+++ Extracted text +++
In my opinion, given the large number of vacant dwellings, further large-scale development is not required. About 54,000 vacant dwellings were identified during the 2005 census and this number has been on the increase ever since.
Newly-constructed dwellings may or will be occupied but they are still the cause of a disintegration of the existing urban fabric in various localities as a result of an internal migration away from existing settlements.
Some areas are being depopulated, awaiting their turn to be demolished and redeveloped after someone makes a quick buck. The few remaining tenants are then squeezed out by “developers”. Some years back, an old lady at The Strand, Sliema, was faced with buildings being demolished all around (and above) her home in order to persuade her to move out.
This is resulting not just in urban decay but also in the forfeiture of an accumulated social capital.
+++ The data +++
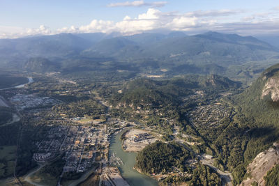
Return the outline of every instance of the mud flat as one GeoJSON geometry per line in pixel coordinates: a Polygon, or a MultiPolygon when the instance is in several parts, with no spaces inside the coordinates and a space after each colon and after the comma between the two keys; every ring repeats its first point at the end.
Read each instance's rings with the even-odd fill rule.
{"type": "Polygon", "coordinates": [[[133,169],[137,154],[128,153],[122,149],[122,141],[120,140],[122,134],[123,132],[112,135],[109,153],[110,155],[114,153],[123,162],[123,164],[118,166],[122,177],[130,186],[158,186],[156,180],[140,173],[133,169]]]}
{"type": "Polygon", "coordinates": [[[139,129],[132,129],[125,134],[125,139],[123,143],[123,148],[128,152],[139,152],[147,145],[156,141],[157,139],[150,134],[146,139],[140,138],[139,140],[135,140],[139,134],[148,134],[144,130],[139,129]]]}

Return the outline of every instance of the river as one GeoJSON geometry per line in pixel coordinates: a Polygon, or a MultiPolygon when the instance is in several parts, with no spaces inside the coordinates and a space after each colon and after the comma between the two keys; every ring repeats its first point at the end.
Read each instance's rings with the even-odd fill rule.
{"type": "Polygon", "coordinates": [[[123,150],[121,141],[120,140],[120,137],[122,134],[123,132],[119,132],[117,134],[112,137],[110,146],[110,155],[115,153],[116,156],[122,160],[123,164],[119,166],[119,168],[123,178],[126,180],[130,186],[158,186],[156,180],[133,169],[135,164],[137,154],[123,150]]]}
{"type": "Polygon", "coordinates": [[[28,79],[28,82],[26,83],[26,84],[20,84],[20,85],[17,85],[17,86],[12,86],[12,87],[8,87],[8,88],[0,88],[0,91],[2,91],[2,90],[8,90],[8,89],[10,89],[10,88],[22,88],[22,87],[24,87],[26,84],[31,84],[31,83],[33,83],[33,82],[34,82],[34,80],[33,79],[33,78],[31,77],[27,77],[27,79],[28,79]]]}

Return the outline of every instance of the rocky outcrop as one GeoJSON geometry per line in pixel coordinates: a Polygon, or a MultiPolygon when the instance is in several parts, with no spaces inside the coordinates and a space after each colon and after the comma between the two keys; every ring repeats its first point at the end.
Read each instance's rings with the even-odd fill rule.
{"type": "Polygon", "coordinates": [[[274,165],[279,164],[279,144],[274,144],[273,147],[259,153],[247,167],[249,178],[243,180],[240,185],[252,185],[257,183],[258,185],[265,185],[264,177],[274,165]]]}
{"type": "Polygon", "coordinates": [[[279,79],[271,77],[267,79],[267,82],[262,90],[262,98],[271,94],[273,102],[279,101],[279,79]]]}

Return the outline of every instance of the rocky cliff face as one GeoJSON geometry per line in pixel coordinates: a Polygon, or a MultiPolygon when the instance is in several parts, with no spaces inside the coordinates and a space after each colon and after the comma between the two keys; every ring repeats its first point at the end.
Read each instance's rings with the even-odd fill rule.
{"type": "Polygon", "coordinates": [[[279,144],[274,143],[273,147],[259,153],[247,167],[250,176],[243,180],[240,185],[252,185],[257,183],[257,185],[265,185],[264,177],[274,165],[279,163],[279,144]]]}
{"type": "Polygon", "coordinates": [[[271,77],[267,82],[262,90],[262,98],[271,94],[273,102],[279,101],[279,78],[271,77]]]}

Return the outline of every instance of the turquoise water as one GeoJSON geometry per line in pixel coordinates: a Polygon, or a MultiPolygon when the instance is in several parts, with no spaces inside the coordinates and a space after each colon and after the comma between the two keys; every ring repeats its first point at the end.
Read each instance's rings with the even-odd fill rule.
{"type": "Polygon", "coordinates": [[[127,153],[123,150],[120,137],[122,132],[113,135],[110,146],[110,154],[116,153],[116,156],[120,157],[123,164],[119,166],[122,176],[127,180],[130,186],[158,186],[158,183],[154,179],[142,174],[133,168],[135,164],[137,154],[135,153],[127,153]]]}

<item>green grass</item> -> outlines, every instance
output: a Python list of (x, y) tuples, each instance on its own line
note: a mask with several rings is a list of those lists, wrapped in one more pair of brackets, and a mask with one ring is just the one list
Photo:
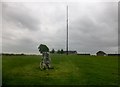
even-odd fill
[(39, 69), (40, 56), (3, 56), (3, 85), (117, 85), (118, 57), (51, 55), (54, 69)]

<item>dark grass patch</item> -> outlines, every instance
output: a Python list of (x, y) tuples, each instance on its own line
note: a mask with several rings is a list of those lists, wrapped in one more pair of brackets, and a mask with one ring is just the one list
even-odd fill
[(40, 70), (40, 56), (3, 56), (6, 85), (118, 85), (118, 58), (51, 55), (54, 69)]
+++
→ **What the task requires**: In the passage on vacant dwellings, write out the text from "In my opinion, given" up to and including "to move out.", switching "dwellings" to "housing units" throughout. The rows are standalone material and have no connection to the passage on vacant dwellings.

→ **Output for this exercise**:
In my opinion, given the large number of vacant housing units, further large-scale development is not required. About 54,000 vacant housing units were identified during the 2005 census and this number has been on the increase ever since.
Newly-constructed housing units may or will be occupied but they are still the cause of a disintegration of the existing urban fabric in various localities as a result of an internal migration away from existing settlements.
Some areas are being depopulated, awaiting their turn to be demolished and redeveloped after someone makes a quick buck. The few remaining tenants are then squeezed out by “developers”. Some years back, an old lady at The Strand, Sliema, was faced with buildings being demolished all around (and above) her home in order to persuade her to move out.